Start of Provided material

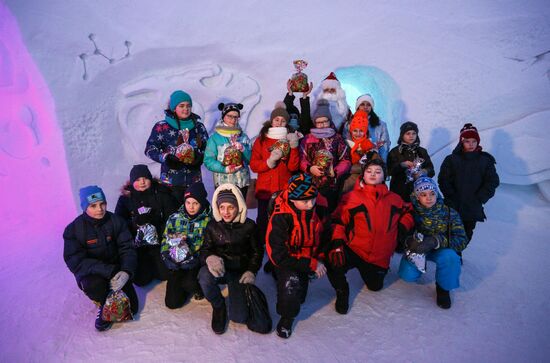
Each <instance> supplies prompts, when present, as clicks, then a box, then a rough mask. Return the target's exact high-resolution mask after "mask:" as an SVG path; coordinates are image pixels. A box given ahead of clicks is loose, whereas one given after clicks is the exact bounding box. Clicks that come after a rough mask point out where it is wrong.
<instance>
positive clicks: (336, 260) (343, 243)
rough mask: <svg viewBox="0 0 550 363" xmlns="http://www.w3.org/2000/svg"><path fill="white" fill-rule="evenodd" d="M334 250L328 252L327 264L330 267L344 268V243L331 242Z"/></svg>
mask: <svg viewBox="0 0 550 363" xmlns="http://www.w3.org/2000/svg"><path fill="white" fill-rule="evenodd" d="M333 244H334V248H333V249H332V250H330V251H329V252H328V262H329V263H330V265H331V266H332V267H336V268H339V267H344V265H345V264H346V255H345V253H344V247H343V245H344V241H342V240H335V241H333Z"/></svg>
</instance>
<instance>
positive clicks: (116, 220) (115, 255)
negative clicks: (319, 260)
mask: <svg viewBox="0 0 550 363" xmlns="http://www.w3.org/2000/svg"><path fill="white" fill-rule="evenodd" d="M80 206H81V207H82V210H83V211H84V213H82V214H81V215H79V216H78V217H77V218H76V219H75V220H74V221H72V222H71V223H70V224H69V225H68V226H67V227H66V228H65V231H64V232H63V239H64V247H63V259H64V260H65V263H66V264H67V267H68V268H69V270H70V271H71V272H72V273H73V274H74V276H75V278H76V282H77V284H78V287H79V288H80V289H81V290H82V291H84V293H85V294H86V295H87V296H88V297H89V298H90V299H91V300H93V301H94V302H95V303H97V304H98V305H99V311H98V314H97V318H96V320H95V328H96V329H97V330H99V331H104V330H107V329H109V328H110V327H111V325H112V323H111V322H109V321H104V320H103V319H102V316H101V315H102V311H103V304H104V303H105V299H106V298H107V295H108V294H109V291H110V290H113V291H118V290H121V289H122V291H124V292H125V293H126V295H127V296H128V298H129V300H130V309H131V311H132V313H133V314H135V313H137V311H138V298H137V295H136V291H135V290H134V287H133V285H132V282H131V278H132V277H133V275H134V272H135V270H136V265H137V257H136V252H135V250H134V248H133V247H132V235H131V234H130V232H129V231H128V227H127V226H126V222H125V221H124V220H123V219H122V218H120V217H119V216H117V215H114V214H113V213H111V212H108V211H107V202H106V199H105V194H104V193H103V191H102V190H101V188H99V187H98V186H95V185H91V186H87V187H84V188H82V189H80Z"/></svg>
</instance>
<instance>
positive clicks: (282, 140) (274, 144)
mask: <svg viewBox="0 0 550 363" xmlns="http://www.w3.org/2000/svg"><path fill="white" fill-rule="evenodd" d="M267 149H268V150H269V152H272V151H273V150H275V149H279V150H281V151H282V152H283V157H282V158H283V159H285V158H288V155H290V143H289V142H288V140H287V139H280V140H277V141H276V142H275V143H274V144H273V145H271V146H270V147H268V148H267Z"/></svg>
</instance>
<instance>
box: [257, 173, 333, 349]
mask: <svg viewBox="0 0 550 363" xmlns="http://www.w3.org/2000/svg"><path fill="white" fill-rule="evenodd" d="M317 194H318V192H317V188H316V186H315V184H314V183H313V178H312V177H311V175H308V174H303V173H299V174H296V175H294V176H293V177H292V178H290V180H289V185H288V187H287V189H286V190H285V191H284V192H283V193H281V194H279V195H278V196H277V198H276V199H275V201H274V208H273V214H272V215H271V218H270V220H269V225H268V228H267V237H266V241H267V244H266V248H267V254H268V256H269V259H270V260H271V262H272V263H273V265H274V276H275V279H276V280H277V313H278V314H279V315H281V319H280V320H279V323H278V324H277V335H278V336H280V337H281V338H289V337H290V335H291V334H292V324H293V323H294V318H295V317H296V316H297V315H298V313H299V312H300V305H301V304H303V303H304V301H305V299H306V295H307V290H308V285H309V279H310V278H312V277H317V278H320V277H322V276H323V275H324V274H325V273H326V268H325V266H324V264H323V263H322V262H321V261H320V254H321V249H322V248H324V245H326V243H325V242H326V240H328V239H329V238H330V232H328V231H327V230H326V229H325V227H324V226H326V225H327V224H328V212H327V208H326V207H327V206H326V201H325V199H324V198H323V197H322V196H318V195H317Z"/></svg>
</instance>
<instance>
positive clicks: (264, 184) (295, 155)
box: [250, 105, 300, 244]
mask: <svg viewBox="0 0 550 363" xmlns="http://www.w3.org/2000/svg"><path fill="white" fill-rule="evenodd" d="M282 106H284V105H282ZM289 117H290V116H289V115H288V112H287V111H286V109H285V108H283V107H277V108H275V109H274V110H273V111H272V112H271V116H270V120H269V121H267V122H266V123H264V126H263V127H262V129H261V131H260V135H259V136H258V138H257V139H256V141H254V145H253V146H252V158H251V160H250V168H251V169H252V171H253V172H255V173H257V174H258V181H257V182H256V198H257V199H258V217H257V218H256V223H257V224H258V240H259V242H260V243H262V244H263V243H265V231H266V229H267V218H268V217H267V205H268V203H269V200H270V198H271V195H272V194H273V193H275V192H278V191H280V190H283V189H284V188H286V185H287V183H288V179H289V178H290V177H291V175H292V174H293V173H294V172H296V171H297V170H298V168H299V166H300V156H299V152H298V138H299V135H298V133H297V132H295V131H294V130H293V129H291V128H290V127H289V126H288V125H287V123H288V120H289Z"/></svg>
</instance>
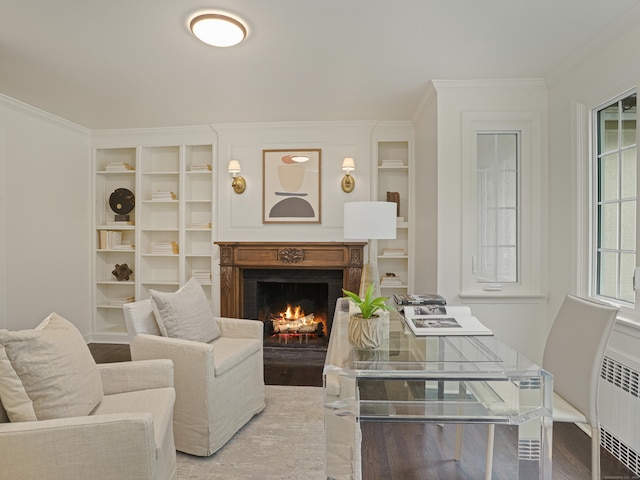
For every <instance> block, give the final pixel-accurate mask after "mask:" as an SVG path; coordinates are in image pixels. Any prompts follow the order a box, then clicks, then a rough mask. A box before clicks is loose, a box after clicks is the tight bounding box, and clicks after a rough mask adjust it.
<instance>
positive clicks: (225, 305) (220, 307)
mask: <svg viewBox="0 0 640 480" xmlns="http://www.w3.org/2000/svg"><path fill="white" fill-rule="evenodd" d="M216 244H217V245H219V246H220V278H221V282H220V299H221V304H220V314H221V315H222V316H223V317H235V318H248V319H253V320H259V321H261V322H263V324H264V332H265V344H266V345H270V346H278V345H287V346H303V347H306V346H321V347H324V348H326V346H327V344H328V339H329V336H330V335H331V325H332V323H333V311H334V308H335V303H336V300H337V299H338V298H339V297H341V296H342V289H343V288H345V289H347V290H351V291H356V292H357V291H358V290H359V287H360V277H361V274H362V261H363V249H364V245H366V244H365V243H362V242H348V243H338V242H320V243H318V242H304V243H293V242H280V243H272V242H265V243H257V242H216ZM287 308H290V309H291V310H295V309H296V308H298V309H300V310H302V311H303V312H304V315H303V316H304V317H305V318H304V319H303V320H300V321H298V320H284V319H283V318H284V317H283V315H282V314H283V313H284V312H286V310H287Z"/></svg>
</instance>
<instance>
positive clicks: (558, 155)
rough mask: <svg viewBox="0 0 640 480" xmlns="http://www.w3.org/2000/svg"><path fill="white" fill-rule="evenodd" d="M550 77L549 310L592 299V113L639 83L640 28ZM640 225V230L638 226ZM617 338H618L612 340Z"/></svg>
mask: <svg viewBox="0 0 640 480" xmlns="http://www.w3.org/2000/svg"><path fill="white" fill-rule="evenodd" d="M620 31H623V32H624V33H623V34H622V35H621V36H620V37H619V38H617V39H616V40H614V41H612V42H611V43H610V44H609V45H608V46H607V47H606V48H602V49H600V50H598V51H597V52H595V54H592V55H591V56H589V57H587V58H582V59H580V61H577V60H576V63H575V64H573V65H571V68H566V67H565V68H564V69H563V70H560V71H556V72H554V74H553V75H551V76H550V78H549V79H548V92H549V93H548V96H549V205H550V208H549V256H548V269H549V293H550V295H549V312H550V317H551V318H553V316H554V315H555V313H556V312H557V310H558V309H559V307H560V303H561V301H562V298H563V297H564V295H565V294H566V293H577V294H579V295H584V296H586V295H588V291H589V290H588V282H587V279H588V275H589V273H588V270H586V269H585V268H584V266H585V265H587V263H588V256H589V252H588V249H587V248H584V247H585V246H586V242H587V239H588V226H589V210H588V208H586V207H587V206H588V205H589V197H588V189H589V181H590V179H589V168H590V167H589V145H588V141H589V114H590V110H591V109H593V108H595V107H597V106H599V105H601V104H602V103H603V102H606V101H609V100H611V99H612V98H613V97H615V96H616V95H619V94H621V93H623V92H625V91H626V90H628V89H630V88H632V87H637V86H638V85H640V25H636V26H634V27H633V28H630V29H628V30H626V31H625V30H620ZM637 227H640V226H637ZM613 338H614V339H615V338H618V336H617V335H614V337H613Z"/></svg>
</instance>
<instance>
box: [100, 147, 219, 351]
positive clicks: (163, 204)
mask: <svg viewBox="0 0 640 480" xmlns="http://www.w3.org/2000/svg"><path fill="white" fill-rule="evenodd" d="M113 164H124V165H126V166H127V167H126V169H125V170H123V171H111V169H109V170H107V166H108V165H113ZM213 165H215V163H214V149H213V145H211V144H198V145H169V146H137V147H126V148H97V149H95V151H94V166H95V180H94V195H95V209H94V222H95V231H96V235H95V245H94V248H95V256H94V258H95V260H94V272H95V282H96V285H95V293H94V305H95V310H94V322H93V339H94V340H95V341H110V342H125V341H126V326H125V323H124V315H123V312H122V304H123V303H125V302H126V301H131V300H133V299H135V300H143V299H146V298H149V291H150V290H158V291H164V292H174V291H175V290H177V289H178V288H179V287H180V286H181V285H184V283H185V282H186V281H187V280H188V279H189V278H191V277H192V276H195V277H196V278H197V279H198V280H199V281H200V283H201V284H202V286H203V288H204V290H205V292H206V294H207V296H208V298H209V299H212V281H211V274H212V272H213V265H212V249H213V221H214V219H213V212H214V203H213V202H214V198H215V195H214V192H213V189H214V181H213V170H212V166H213ZM117 188H127V189H129V190H131V191H132V192H133V193H134V194H135V204H136V205H135V208H134V209H133V211H132V212H131V213H130V217H131V218H130V221H129V222H116V221H115V219H114V215H115V213H114V212H113V211H112V210H111V208H110V206H109V196H110V195H111V193H112V192H113V191H115V190H116V189H117ZM101 231H106V232H117V233H116V237H120V236H121V243H122V244H125V245H130V247H129V248H128V249H127V247H126V246H125V247H123V246H112V245H109V247H110V248H101V247H105V245H101V241H100V238H101ZM104 235H105V234H104V233H103V234H102V236H103V237H104ZM125 263H126V264H127V265H128V267H129V268H130V269H131V270H133V274H132V275H131V276H130V278H129V280H122V281H118V280H117V279H116V277H115V275H113V274H112V272H113V270H114V268H115V266H116V265H122V264H125Z"/></svg>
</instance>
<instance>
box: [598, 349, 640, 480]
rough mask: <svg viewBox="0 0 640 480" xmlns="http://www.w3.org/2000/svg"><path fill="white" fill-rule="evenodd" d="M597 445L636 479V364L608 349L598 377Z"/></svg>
mask: <svg viewBox="0 0 640 480" xmlns="http://www.w3.org/2000/svg"><path fill="white" fill-rule="evenodd" d="M599 414H600V428H601V431H602V439H601V443H602V446H603V447H604V448H606V449H607V450H608V451H609V452H611V453H612V454H613V455H614V456H615V457H616V458H617V459H618V460H620V462H622V463H623V464H624V465H626V466H627V468H629V470H631V471H632V472H633V473H634V474H637V475H640V453H639V452H640V360H639V359H637V358H634V357H632V356H631V355H628V354H626V353H621V352H619V351H616V350H613V349H608V350H607V352H606V354H605V359H604V362H603V364H602V370H601V373H600V396H599Z"/></svg>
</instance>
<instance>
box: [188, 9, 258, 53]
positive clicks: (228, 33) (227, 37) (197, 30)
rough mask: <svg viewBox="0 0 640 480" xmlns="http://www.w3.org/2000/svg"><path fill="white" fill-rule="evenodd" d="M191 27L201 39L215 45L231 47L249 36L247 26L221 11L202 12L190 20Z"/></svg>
mask: <svg viewBox="0 0 640 480" xmlns="http://www.w3.org/2000/svg"><path fill="white" fill-rule="evenodd" d="M189 29H190V30H191V32H192V33H193V34H194V35H195V36H196V37H197V38H198V39H199V40H201V41H203V42H204V43H206V44H208V45H213V46H214V47H231V46H233V45H237V44H238V43H240V42H241V41H243V40H244V39H245V38H247V27H246V26H245V24H244V23H243V22H241V21H240V20H238V19H235V18H232V17H230V16H228V15H224V14H221V13H202V14H199V15H196V16H195V17H193V19H191V21H190V22H189Z"/></svg>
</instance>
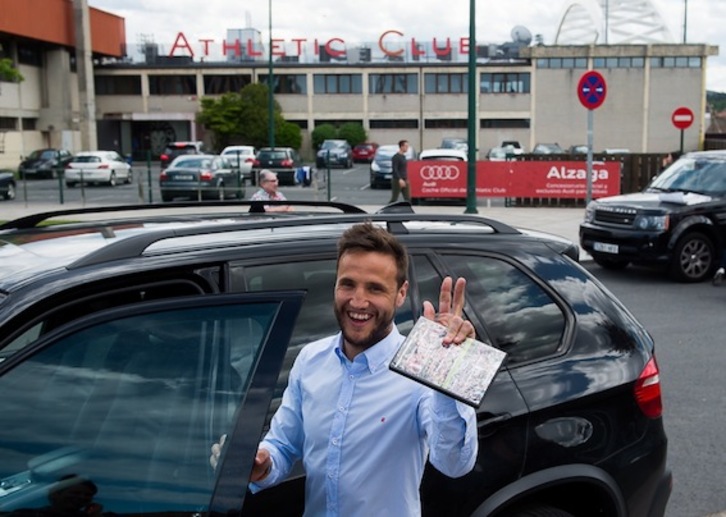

End of Provided material

Whenever a line of the data holds the string "pixels", pick that line out.

Each <instance> supplies prompts, when present, as clicks, then a box, then a rough mask. Return the target's exact high-resolution mask after "mask:" as an SVG path; coordinates are image pixels. A box given ahead of clicks is loose, whereas one given after clicks is the exact bounding box. Clicks that come after a rough mask point out where it is wrong.
For every <instance> block, give the final pixel-accurate mask after "mask:" as an SVG path; coordinates are in image pixels. Any prompts follow the order a box, then clicks, then a rough mask. A box before clicks is loose, a box after clicks is the tight bounding box, and clicks after a rough mask adjust it.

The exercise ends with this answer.